#### [SELECTED PASSAGE]
»»
Once on the bottom and near the river I could see many campfires along the river.  people were fishing and camping out there.  I'd spook up a few deer every now and then, jumping and running through the woods as if I was the grim reaper with my bright lights.  And I noticed that my headache was almost gone.  Craig texted and said that he was behind me.  It was going to be alright.

Then flat #3.  WHOOSH WHOOSH WHOOSH!!!.. I was almost at the end of the I-80 stretch and should have known better.  This section needed to be repaved 10 years ago.  Rough and bumpy and often littered with sticks and branches this is among the worst segments of trail anywhere.
««
#### [TASK TO COMPLETE]
Reproduce the section of the trail ride passage between "Once on the" and "of trail anywhere.", inclusive.

#### [DATA EXTRACTS]
»»
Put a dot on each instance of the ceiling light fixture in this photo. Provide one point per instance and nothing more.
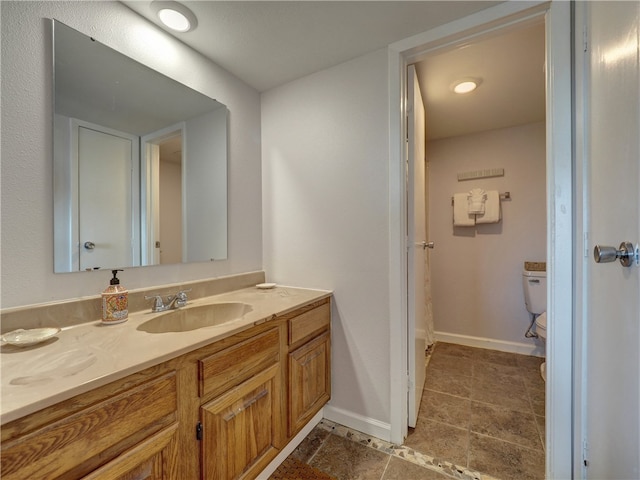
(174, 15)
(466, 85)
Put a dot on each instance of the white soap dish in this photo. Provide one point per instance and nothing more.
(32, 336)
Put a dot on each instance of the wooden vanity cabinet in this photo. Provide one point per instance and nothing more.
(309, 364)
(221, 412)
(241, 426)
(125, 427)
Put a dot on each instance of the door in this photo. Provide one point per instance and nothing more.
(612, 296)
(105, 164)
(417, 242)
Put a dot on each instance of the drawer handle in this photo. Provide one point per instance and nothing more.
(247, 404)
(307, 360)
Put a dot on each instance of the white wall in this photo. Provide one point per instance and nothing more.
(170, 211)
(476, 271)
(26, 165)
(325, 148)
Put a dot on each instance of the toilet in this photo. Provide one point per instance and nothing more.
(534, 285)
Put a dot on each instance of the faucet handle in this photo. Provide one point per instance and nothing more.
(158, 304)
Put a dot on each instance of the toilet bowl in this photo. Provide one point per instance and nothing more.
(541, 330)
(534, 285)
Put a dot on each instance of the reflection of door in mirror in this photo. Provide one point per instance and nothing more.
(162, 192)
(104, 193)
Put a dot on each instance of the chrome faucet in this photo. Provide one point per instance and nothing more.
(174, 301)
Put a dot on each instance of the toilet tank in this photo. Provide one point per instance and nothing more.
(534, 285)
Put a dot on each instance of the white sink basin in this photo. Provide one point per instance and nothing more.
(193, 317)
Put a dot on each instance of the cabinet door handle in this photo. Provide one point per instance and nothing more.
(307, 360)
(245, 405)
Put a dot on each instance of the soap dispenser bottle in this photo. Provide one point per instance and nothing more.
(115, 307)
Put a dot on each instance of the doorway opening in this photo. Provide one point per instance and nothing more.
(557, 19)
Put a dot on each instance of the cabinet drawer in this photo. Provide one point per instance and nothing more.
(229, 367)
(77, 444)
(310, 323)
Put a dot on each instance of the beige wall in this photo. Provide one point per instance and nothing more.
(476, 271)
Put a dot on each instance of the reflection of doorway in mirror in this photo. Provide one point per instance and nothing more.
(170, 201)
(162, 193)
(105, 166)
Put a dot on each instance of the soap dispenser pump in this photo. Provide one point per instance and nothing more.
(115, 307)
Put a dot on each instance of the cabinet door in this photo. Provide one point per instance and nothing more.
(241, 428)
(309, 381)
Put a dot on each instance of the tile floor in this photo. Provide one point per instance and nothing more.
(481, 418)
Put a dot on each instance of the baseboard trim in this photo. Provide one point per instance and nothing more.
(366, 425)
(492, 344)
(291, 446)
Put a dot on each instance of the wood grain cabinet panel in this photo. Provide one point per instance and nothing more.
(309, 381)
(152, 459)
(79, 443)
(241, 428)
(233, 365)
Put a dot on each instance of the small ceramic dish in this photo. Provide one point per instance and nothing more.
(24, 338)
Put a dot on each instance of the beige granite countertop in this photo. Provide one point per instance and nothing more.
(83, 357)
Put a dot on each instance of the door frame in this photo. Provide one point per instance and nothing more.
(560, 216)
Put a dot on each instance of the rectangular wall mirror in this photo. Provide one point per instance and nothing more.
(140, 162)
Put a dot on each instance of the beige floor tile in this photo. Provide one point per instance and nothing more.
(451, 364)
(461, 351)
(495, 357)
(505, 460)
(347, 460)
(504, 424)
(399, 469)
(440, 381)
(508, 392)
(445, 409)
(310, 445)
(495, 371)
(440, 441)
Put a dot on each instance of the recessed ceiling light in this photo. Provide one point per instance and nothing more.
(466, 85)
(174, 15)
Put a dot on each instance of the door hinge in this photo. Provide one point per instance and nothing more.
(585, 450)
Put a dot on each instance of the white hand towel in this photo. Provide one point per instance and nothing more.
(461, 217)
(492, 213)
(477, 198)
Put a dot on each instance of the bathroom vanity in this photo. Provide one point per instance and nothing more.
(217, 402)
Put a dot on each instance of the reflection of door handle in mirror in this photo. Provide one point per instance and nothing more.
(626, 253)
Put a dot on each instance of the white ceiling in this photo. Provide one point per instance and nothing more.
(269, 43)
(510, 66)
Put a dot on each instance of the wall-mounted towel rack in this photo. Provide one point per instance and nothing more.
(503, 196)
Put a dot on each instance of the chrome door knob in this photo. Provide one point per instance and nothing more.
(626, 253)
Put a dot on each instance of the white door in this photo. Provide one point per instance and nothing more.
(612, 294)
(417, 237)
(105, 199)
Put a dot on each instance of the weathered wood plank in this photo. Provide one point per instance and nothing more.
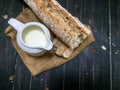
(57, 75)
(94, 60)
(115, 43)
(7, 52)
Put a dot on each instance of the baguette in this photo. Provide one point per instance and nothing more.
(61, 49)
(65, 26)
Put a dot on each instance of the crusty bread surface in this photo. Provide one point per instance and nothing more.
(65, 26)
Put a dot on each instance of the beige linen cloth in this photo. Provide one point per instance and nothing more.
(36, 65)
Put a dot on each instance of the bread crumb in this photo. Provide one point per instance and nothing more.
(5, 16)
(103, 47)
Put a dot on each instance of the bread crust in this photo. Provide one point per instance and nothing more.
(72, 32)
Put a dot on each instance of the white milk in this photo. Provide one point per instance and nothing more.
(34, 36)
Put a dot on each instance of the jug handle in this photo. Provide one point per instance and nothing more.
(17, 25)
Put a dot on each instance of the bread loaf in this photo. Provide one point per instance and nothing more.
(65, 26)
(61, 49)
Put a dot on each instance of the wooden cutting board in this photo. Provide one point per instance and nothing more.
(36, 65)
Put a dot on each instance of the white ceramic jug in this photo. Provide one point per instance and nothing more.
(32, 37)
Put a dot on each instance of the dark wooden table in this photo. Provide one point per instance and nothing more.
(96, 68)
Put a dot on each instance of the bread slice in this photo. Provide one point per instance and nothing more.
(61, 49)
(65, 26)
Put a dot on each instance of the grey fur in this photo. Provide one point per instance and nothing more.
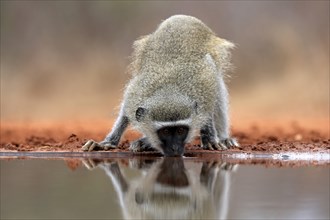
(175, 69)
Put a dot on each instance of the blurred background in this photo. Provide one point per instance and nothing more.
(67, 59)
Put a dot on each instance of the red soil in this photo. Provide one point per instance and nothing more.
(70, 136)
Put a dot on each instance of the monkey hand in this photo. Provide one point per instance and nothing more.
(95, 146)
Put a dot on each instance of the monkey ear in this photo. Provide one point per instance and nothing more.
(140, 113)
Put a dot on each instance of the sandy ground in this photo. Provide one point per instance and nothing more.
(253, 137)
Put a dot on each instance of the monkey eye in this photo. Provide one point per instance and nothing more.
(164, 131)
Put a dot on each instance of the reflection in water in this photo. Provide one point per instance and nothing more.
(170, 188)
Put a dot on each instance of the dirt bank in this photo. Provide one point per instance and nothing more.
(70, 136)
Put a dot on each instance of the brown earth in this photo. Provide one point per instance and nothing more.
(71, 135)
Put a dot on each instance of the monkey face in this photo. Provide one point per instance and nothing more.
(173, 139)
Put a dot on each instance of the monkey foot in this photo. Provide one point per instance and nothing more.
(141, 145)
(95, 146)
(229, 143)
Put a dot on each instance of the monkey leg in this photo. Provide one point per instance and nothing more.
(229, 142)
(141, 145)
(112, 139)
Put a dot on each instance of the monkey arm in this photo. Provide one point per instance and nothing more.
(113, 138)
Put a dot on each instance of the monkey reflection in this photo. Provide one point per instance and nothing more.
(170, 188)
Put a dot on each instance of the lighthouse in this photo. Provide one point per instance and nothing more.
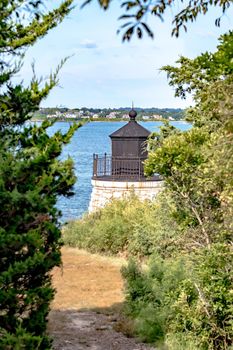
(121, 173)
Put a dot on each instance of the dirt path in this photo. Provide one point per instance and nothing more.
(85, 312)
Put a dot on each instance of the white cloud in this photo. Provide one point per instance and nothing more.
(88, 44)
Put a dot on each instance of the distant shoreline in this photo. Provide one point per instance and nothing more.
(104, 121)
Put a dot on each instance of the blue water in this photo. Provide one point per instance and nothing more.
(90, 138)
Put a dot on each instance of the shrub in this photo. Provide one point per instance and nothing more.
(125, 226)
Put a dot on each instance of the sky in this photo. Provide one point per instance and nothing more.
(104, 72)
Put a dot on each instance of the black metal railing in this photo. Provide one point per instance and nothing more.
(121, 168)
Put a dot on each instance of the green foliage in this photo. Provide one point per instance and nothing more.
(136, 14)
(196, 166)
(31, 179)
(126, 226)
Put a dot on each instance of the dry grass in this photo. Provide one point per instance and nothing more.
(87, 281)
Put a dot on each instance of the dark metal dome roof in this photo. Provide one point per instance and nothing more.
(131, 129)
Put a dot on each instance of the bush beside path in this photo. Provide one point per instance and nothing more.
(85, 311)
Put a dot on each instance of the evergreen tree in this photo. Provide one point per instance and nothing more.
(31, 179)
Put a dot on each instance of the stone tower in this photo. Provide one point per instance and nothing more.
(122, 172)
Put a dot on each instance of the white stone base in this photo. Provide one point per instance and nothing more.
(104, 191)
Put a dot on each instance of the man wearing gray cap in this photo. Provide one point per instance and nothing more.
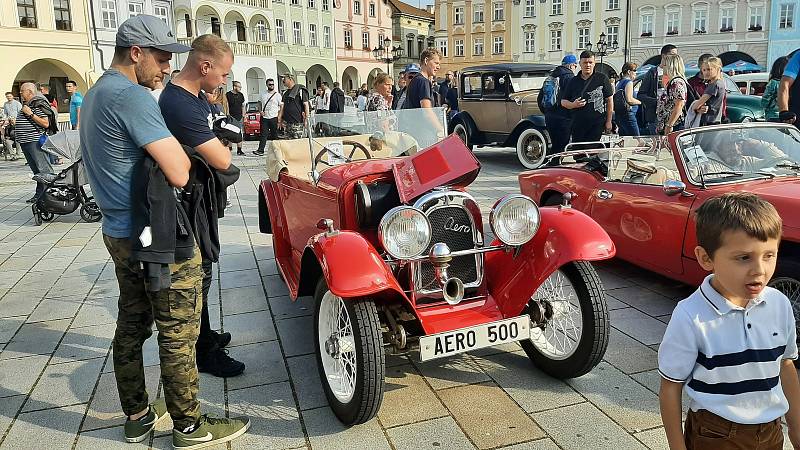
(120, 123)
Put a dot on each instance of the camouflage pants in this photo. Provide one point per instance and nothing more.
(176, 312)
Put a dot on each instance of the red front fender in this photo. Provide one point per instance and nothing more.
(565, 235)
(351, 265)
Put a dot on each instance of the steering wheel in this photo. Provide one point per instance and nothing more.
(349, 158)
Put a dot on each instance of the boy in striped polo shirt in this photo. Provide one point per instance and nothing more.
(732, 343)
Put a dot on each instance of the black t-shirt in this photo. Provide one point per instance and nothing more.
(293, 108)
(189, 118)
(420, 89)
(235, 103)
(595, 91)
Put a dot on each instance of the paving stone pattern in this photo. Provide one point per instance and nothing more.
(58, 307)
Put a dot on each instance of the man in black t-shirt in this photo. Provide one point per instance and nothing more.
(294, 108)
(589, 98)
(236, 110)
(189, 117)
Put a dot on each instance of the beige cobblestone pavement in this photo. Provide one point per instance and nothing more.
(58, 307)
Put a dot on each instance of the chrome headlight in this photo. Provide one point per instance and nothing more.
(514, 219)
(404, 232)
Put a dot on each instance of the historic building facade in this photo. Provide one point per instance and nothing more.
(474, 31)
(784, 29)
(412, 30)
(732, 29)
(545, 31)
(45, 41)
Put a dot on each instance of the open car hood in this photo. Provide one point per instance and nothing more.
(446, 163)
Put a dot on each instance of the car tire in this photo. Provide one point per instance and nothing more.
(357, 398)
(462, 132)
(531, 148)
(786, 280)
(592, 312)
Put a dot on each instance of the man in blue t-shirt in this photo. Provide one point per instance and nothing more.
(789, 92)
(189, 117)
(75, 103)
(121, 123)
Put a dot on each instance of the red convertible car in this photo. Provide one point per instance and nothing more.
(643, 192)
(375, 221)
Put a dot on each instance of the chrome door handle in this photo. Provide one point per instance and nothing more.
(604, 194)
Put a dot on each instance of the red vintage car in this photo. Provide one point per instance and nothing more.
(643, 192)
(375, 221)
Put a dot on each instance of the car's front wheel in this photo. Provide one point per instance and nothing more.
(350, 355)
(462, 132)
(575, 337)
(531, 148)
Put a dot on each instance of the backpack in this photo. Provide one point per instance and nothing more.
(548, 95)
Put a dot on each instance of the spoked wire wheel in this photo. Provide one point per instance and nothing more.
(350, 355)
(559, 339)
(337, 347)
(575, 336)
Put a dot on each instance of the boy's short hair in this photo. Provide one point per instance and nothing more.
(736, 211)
««
#### [ANSWER FOR THE TASK]
Once on the bottom and near the river I could see many campfires along the river.  people were fishing and camping out there.  I'd spook up a few deer every now and then, jumping and running through the woods as if I was the grim reaper with my bright lights.  And I noticed that my headache was almost gone.  Craig texted and said that he was behind me.  It was going to be alright.

Then flat #3.  WHOOSH WHOOSH WHOOSH!!!.. I was almost at the end of the I-80 stretch and should have known better.  This section needed to be repaved 10 years ago.  Rough and bumpy and often littered with sticks and branches this is among the worst segments of trail anywhere.